*** DATA ***

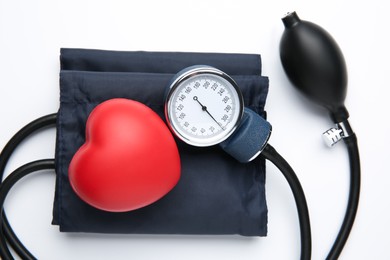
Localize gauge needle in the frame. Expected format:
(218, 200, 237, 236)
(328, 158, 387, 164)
(193, 96, 225, 130)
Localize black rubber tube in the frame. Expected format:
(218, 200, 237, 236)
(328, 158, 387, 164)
(0, 114, 57, 259)
(261, 144, 312, 260)
(0, 159, 55, 260)
(326, 134, 360, 260)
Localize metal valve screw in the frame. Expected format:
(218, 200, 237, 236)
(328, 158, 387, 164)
(322, 127, 343, 147)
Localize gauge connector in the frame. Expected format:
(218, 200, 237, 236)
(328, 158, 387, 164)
(220, 108, 272, 163)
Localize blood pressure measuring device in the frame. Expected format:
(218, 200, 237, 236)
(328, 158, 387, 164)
(165, 65, 271, 163)
(0, 12, 361, 260)
(166, 66, 244, 147)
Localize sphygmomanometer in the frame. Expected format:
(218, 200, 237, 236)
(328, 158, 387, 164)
(0, 12, 360, 260)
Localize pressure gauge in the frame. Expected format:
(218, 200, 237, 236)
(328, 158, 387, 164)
(165, 65, 272, 163)
(165, 66, 244, 147)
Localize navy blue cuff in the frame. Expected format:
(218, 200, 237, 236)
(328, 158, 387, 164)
(53, 49, 269, 237)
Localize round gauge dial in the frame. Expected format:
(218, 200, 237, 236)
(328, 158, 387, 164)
(165, 66, 244, 147)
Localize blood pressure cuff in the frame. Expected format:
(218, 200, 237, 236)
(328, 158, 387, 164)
(53, 48, 269, 236)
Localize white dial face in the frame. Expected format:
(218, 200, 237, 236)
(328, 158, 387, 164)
(166, 71, 243, 146)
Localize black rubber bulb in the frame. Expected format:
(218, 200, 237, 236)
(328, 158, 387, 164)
(280, 11, 349, 123)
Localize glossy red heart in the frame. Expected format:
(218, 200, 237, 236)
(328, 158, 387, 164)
(68, 98, 181, 212)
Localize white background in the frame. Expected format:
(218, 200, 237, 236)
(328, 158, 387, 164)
(0, 0, 388, 259)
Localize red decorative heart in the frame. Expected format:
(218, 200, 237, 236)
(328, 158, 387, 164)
(68, 98, 181, 212)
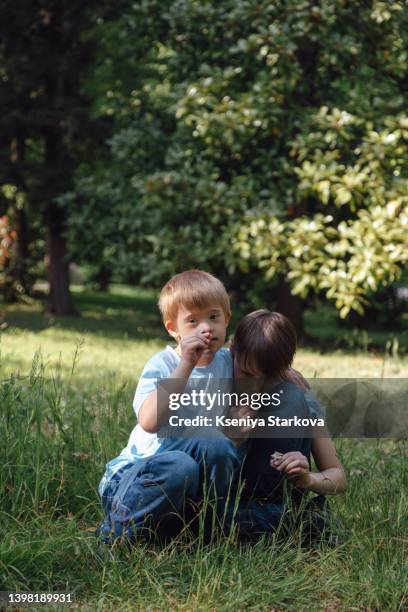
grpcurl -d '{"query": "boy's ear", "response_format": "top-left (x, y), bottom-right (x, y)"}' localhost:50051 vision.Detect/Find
top-left (165, 319), bottom-right (179, 341)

*** End of DATA ***

Pull each line containing "gauge" from the records.

Localize gauge needle in the frame. Expected format:
Localize gauge connector in the frame. Expected format:
Localize pressure gauge in the frame. Expected format:
Localize round gauge dial in the frame. Expected format:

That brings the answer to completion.